◆ **What you should do**
Look below for the line containing "In this exercise you will mark the red strawberry"; from there through the line containing "In this exercise you will mark the ripe", both lines included, please set down each line exactly and nothing else.

Referring expression data:
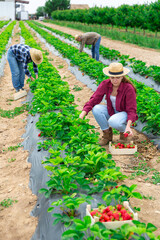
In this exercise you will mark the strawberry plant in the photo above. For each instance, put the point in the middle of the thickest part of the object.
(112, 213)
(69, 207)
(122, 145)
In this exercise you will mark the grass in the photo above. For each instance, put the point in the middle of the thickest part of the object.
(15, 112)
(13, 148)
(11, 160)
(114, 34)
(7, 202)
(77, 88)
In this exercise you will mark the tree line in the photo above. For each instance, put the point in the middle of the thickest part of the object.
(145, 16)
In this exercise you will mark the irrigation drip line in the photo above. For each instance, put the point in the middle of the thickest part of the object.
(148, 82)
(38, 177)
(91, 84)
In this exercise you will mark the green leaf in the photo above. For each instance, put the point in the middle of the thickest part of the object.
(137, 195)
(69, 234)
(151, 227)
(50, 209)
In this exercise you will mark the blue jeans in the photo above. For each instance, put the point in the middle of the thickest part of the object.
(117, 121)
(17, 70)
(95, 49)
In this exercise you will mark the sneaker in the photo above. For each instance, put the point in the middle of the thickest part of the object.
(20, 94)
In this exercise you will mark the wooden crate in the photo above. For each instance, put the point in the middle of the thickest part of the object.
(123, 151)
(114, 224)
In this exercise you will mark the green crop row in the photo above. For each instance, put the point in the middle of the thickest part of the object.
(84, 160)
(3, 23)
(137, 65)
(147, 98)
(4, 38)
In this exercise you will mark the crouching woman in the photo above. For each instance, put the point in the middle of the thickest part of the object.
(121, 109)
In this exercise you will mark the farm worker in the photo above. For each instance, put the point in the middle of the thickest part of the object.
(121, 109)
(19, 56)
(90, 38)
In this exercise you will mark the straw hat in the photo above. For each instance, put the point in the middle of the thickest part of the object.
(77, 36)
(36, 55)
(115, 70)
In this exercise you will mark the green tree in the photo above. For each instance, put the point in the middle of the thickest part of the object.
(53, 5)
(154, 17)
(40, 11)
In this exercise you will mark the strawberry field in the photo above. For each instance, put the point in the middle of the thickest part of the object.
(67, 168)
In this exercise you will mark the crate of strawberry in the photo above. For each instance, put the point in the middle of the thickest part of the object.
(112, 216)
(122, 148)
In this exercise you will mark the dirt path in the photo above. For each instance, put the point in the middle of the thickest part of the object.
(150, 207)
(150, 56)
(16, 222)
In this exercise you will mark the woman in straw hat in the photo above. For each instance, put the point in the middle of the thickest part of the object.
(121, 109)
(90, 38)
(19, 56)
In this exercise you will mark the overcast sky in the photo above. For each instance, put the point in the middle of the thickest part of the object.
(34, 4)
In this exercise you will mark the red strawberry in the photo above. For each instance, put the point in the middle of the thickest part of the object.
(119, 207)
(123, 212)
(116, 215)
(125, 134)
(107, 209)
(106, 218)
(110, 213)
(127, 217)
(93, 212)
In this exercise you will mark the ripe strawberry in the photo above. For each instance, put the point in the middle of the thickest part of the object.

---

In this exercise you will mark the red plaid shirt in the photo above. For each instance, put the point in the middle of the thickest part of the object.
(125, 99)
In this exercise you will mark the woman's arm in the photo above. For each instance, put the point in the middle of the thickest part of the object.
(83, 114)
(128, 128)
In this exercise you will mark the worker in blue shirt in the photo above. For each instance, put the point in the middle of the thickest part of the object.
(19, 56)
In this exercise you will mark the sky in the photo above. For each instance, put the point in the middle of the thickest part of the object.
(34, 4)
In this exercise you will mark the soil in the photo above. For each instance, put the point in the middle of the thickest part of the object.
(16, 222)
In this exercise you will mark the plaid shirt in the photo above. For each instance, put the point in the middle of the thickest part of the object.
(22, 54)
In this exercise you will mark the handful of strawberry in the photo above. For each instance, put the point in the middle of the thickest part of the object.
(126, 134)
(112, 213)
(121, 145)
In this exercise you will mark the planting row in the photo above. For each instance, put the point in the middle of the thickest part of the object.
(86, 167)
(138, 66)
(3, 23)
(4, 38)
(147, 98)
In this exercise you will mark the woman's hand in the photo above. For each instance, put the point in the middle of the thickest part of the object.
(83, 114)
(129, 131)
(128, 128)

◆ **Answer below**
In this exercise you will mark the red strawberry in the photo above. For each instance, put the point in the middle of the thickest part of the object.
(119, 207)
(123, 212)
(116, 215)
(125, 134)
(107, 209)
(106, 218)
(110, 213)
(127, 217)
(93, 212)
In this exercise you will mark the ripe strawberry in the photo above. For each instance, put the point in the middle of the thickest part of the object.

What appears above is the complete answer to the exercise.